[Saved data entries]
———

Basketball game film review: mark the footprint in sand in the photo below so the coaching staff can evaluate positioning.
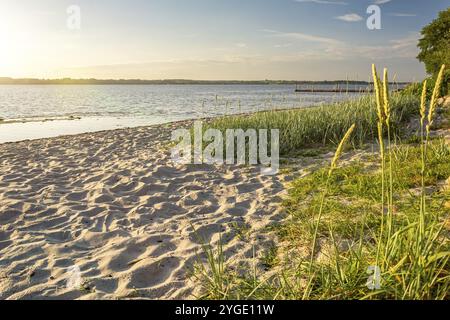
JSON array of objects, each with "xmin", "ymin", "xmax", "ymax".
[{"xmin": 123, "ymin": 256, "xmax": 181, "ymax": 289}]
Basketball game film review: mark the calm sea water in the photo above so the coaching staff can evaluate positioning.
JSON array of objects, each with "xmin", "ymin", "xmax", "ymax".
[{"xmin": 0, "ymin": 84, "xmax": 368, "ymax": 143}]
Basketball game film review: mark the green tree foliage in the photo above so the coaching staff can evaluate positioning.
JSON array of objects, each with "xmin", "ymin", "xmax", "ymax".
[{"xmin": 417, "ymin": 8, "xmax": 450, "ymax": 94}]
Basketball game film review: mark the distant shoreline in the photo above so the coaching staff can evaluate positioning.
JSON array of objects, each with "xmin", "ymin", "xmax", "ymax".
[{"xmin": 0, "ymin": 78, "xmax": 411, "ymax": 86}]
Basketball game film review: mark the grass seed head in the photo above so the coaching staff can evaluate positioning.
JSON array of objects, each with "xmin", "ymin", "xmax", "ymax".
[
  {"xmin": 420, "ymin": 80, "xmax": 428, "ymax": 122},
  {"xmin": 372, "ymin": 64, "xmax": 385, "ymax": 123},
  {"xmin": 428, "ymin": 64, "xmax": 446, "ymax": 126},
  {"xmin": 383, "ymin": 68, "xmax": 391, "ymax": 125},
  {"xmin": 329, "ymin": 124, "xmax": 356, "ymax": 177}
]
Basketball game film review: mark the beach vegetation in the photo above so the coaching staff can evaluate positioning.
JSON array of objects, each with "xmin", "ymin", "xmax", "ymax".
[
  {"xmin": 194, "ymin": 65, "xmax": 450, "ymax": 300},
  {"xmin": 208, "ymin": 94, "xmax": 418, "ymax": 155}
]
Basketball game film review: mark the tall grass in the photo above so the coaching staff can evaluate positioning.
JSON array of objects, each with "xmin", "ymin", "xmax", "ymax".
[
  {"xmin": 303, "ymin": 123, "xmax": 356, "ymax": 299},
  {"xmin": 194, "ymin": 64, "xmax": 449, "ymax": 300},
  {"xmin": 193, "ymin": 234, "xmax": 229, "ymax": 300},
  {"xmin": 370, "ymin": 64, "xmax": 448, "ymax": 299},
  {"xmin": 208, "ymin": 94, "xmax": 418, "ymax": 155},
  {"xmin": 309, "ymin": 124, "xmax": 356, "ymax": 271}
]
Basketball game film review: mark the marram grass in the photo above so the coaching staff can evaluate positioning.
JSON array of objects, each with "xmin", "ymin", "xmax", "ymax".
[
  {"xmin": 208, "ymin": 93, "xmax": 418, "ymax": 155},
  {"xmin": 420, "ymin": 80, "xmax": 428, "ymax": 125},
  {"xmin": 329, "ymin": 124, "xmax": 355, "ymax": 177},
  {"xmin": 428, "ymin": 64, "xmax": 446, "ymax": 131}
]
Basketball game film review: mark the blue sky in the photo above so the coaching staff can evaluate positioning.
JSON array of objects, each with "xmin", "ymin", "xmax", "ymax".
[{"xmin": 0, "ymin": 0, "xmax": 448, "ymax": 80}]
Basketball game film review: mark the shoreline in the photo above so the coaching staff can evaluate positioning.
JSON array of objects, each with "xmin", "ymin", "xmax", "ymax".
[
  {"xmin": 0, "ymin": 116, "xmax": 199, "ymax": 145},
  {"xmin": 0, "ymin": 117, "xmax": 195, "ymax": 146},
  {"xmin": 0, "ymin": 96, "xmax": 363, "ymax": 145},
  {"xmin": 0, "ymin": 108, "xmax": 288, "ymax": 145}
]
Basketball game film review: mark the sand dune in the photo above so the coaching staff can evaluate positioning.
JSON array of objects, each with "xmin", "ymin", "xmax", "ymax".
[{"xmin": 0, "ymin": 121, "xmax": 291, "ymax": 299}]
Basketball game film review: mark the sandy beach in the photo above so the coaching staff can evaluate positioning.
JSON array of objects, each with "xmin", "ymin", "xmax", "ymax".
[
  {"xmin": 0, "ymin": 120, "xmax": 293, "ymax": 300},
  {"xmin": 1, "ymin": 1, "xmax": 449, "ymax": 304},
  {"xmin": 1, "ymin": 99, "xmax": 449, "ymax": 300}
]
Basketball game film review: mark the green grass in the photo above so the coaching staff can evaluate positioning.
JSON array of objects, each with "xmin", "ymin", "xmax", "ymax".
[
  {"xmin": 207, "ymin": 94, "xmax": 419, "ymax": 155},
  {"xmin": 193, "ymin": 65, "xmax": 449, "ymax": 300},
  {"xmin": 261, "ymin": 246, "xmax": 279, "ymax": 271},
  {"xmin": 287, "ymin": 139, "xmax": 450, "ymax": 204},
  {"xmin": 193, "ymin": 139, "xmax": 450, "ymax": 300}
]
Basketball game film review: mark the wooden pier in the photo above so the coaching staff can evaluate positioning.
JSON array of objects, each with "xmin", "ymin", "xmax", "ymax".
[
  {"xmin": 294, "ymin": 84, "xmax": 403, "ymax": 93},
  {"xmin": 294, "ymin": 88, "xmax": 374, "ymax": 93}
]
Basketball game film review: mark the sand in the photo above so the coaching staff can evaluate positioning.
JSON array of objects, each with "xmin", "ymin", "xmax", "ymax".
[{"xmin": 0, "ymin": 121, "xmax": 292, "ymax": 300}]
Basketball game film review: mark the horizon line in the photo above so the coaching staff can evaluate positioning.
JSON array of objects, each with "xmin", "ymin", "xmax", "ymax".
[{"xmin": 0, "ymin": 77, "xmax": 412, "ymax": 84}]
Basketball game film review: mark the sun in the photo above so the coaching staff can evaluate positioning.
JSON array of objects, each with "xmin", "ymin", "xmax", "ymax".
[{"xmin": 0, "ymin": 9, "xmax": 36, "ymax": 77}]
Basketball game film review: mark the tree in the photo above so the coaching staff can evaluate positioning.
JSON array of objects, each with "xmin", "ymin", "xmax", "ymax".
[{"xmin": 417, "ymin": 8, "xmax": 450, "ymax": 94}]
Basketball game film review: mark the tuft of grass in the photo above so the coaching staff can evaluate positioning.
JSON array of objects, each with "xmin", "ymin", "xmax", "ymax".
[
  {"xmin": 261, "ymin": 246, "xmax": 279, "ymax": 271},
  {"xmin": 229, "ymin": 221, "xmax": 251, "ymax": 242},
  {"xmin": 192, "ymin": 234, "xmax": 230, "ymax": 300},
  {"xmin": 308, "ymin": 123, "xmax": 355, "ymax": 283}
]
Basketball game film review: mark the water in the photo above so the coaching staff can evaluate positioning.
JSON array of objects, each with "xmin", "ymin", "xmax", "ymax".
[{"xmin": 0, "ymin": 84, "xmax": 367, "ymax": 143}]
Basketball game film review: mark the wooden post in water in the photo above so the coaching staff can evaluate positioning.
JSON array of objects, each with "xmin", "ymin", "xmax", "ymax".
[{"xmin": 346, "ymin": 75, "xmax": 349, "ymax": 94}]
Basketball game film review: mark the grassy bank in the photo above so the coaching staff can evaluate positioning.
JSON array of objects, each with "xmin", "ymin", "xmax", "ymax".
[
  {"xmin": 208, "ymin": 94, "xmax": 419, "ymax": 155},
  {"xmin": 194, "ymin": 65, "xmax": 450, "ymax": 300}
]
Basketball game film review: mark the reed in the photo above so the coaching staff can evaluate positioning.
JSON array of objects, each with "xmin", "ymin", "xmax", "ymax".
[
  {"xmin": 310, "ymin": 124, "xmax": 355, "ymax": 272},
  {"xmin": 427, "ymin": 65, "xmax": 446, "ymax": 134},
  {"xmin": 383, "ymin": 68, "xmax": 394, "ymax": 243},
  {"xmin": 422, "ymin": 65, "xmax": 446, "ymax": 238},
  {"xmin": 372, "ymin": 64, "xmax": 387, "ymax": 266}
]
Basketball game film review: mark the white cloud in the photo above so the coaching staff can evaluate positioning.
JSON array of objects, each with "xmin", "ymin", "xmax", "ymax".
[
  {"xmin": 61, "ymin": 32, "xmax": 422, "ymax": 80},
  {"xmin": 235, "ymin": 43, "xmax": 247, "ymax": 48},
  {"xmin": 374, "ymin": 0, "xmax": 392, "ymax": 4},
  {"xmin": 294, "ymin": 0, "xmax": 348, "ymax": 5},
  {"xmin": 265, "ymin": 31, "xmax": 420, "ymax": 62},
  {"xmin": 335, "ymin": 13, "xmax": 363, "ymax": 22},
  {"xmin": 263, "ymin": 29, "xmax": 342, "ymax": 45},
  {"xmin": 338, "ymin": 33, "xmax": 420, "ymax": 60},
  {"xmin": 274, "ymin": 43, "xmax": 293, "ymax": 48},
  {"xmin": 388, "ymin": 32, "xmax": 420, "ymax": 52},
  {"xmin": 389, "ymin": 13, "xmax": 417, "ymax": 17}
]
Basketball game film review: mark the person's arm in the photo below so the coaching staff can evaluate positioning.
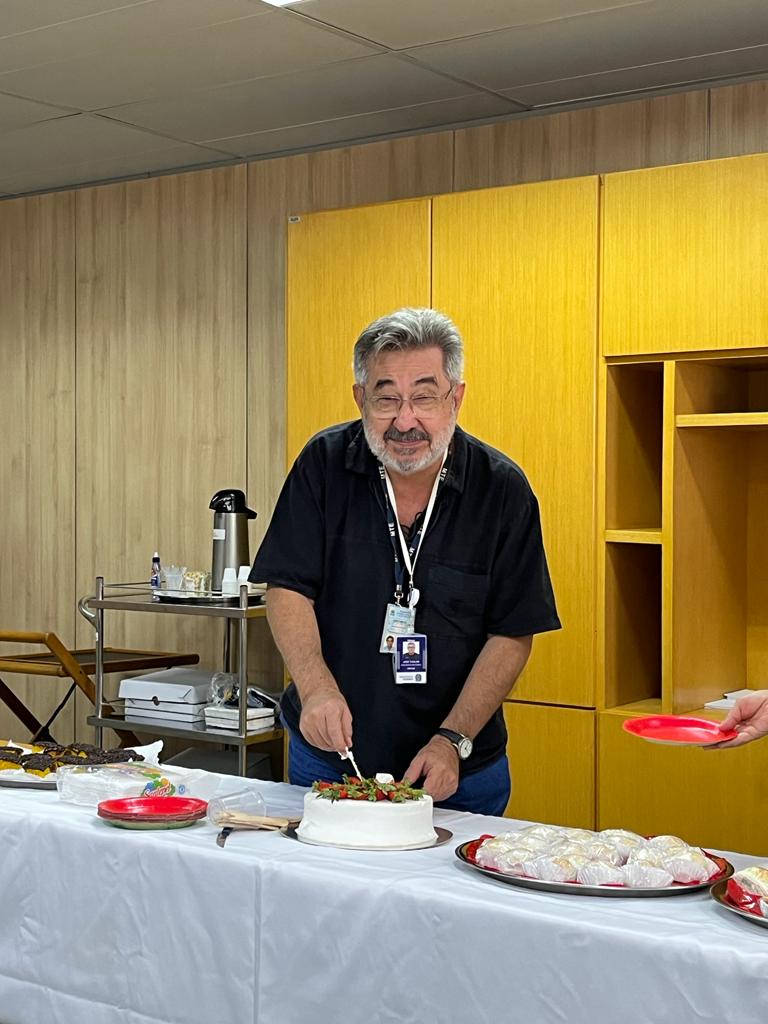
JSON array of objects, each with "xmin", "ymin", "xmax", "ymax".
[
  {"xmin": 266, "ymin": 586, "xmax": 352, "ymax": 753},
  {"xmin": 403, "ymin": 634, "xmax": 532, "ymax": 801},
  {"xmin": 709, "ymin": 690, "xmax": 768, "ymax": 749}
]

———

§ **Work to be completed**: Reproduce verbatim the lines above, from the line with "Basketball game film review: mark the sand dune" through the line with "Basketball game film review: mark the tree".

§ **Task answer**:
Basketball game film review: mark the sand dune in the photo above so the coaching staff can evaluate positioning.
JSON array of objects, each with "xmin", "ymin", "xmax", "ymax".
[{"xmin": 0, "ymin": 121, "xmax": 291, "ymax": 299}]
Basketball game film review: mark the sandy beach in the photo above so the coaching staff can evaluate positioning.
JSON array of objects, each with "xmin", "ymin", "xmax", "ymax".
[
  {"xmin": 0, "ymin": 120, "xmax": 293, "ymax": 300},
  {"xmin": 1, "ymin": 1, "xmax": 449, "ymax": 304},
  {"xmin": 1, "ymin": 99, "xmax": 449, "ymax": 300}
]
Basketball game film review: mark the green grass in the photo above so the coaching staff can evaluate positioning.
JSON array of objects, each with "xmin", "ymin", "xmax", "ymax".
[
  {"xmin": 207, "ymin": 94, "xmax": 419, "ymax": 155},
  {"xmin": 193, "ymin": 65, "xmax": 449, "ymax": 300},
  {"xmin": 261, "ymin": 246, "xmax": 279, "ymax": 271},
  {"xmin": 287, "ymin": 139, "xmax": 450, "ymax": 204},
  {"xmin": 193, "ymin": 139, "xmax": 450, "ymax": 300}
]
Basketball game film review: mark the wooden pier in the photo above so the coaching staff can evaluate positioning.
JSON array of objects, each with "xmin", "ymin", "xmax", "ymax".
[
  {"xmin": 294, "ymin": 84, "xmax": 403, "ymax": 93},
  {"xmin": 294, "ymin": 88, "xmax": 374, "ymax": 93}
]
Basketball game film review: mark the sand in the photo above so the coaching staff can evaluate positioning.
JSON array of objects, each with "xmin", "ymin", "xmax", "ymax".
[{"xmin": 0, "ymin": 121, "xmax": 292, "ymax": 300}]
Basketball game film review: mark the horizon line in the photo above so the coaching staff can evaluate positioning.
JSON array of objects, each with "xmin", "ymin", "xmax", "ymax".
[{"xmin": 0, "ymin": 77, "xmax": 412, "ymax": 84}]
Basketball game film review: mark the sun in the photo above so the coaching staff can evaluate positioning.
JSON array of objects, each with "xmin", "ymin", "xmax", "ymax".
[{"xmin": 0, "ymin": 9, "xmax": 36, "ymax": 77}]
Basketball game film review: mark the tree in the photo above so the coaching staff can evaluate positioning.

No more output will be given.